## Set problem a
Quote the geometry solution word for word, starting at "The correct option" and ending at "A D$ --------(III)".

## Passage given
(begin)

The correct option is C $B D . C D = {A D}^{2}$
Given, In $△ A B C$ , $∠ A = 90$ and $A D ⊥ B C$
In $△ A B C$ ,
$∠ B A C + ∠ A B C + ∠ A C B = 180$
$90 + ∠ A B C + ∠ A C B = 180$
$∠ A B C + ∠ A C B = 90$ --------(I)
In $△ C A D$ ,
$∠ C A D + ∠ A C D + ∠ A D C = 180$
$∠ C A D + ∠ A C D + 90 = 180$
$∠ C A D + ∠ A C D = 90$ ---------(II)
Equating (I) and (II),
$∠ A B C + ∠ A C B = ∠ C A D + ∠ A C D$
$∠ A B C = ∠ C A D$ --------(III)
Similarly, $∠ A C B = ∠ B A D$ --------(IV)

(end)

## Set problem b
Print the entire listing below exactly as it appears, line for line.

## Data supplied
(begin)

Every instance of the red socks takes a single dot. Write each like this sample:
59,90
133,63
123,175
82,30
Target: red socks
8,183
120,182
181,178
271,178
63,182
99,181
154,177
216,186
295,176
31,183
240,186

(end)

## Written solution a
The correct option is C $B D . C D = {A D}^{2}$
Given, In $△ A B C$ , $∠ A = 90$ and $A D ⊥ B C$
In $△ A B C$ ,
$∠ B A C + ∠ A B C + ∠ A C B = 180$
$90 + ∠ A B C + ∠ A C B = 180$
$∠ A B C + ∠ A C B = 90$ --------(I)
In $△ C A D$ ,
$∠ C A D + ∠ A C D + ∠ A D C = 180$
$∠ C A D + ∠ A C D + 90 = 180$
$∠ C A D + ∠ A C D = 90$ ---------(II)
Equating (I) and (II),
$∠ A B C + ∠ A C B = ∠ C A D + ∠ A C D$
$∠ A B C = ∠ C A D$ --------(III)

## Written solution b
Every instance of the red socks takes a single dot. Write each like this sample:
59,90
133,63
123,175
82,30
Target: red socks
8,183
120,182
181,178
271,178
63,182
99,181
154,177
216,186
295,176
31,183
240,186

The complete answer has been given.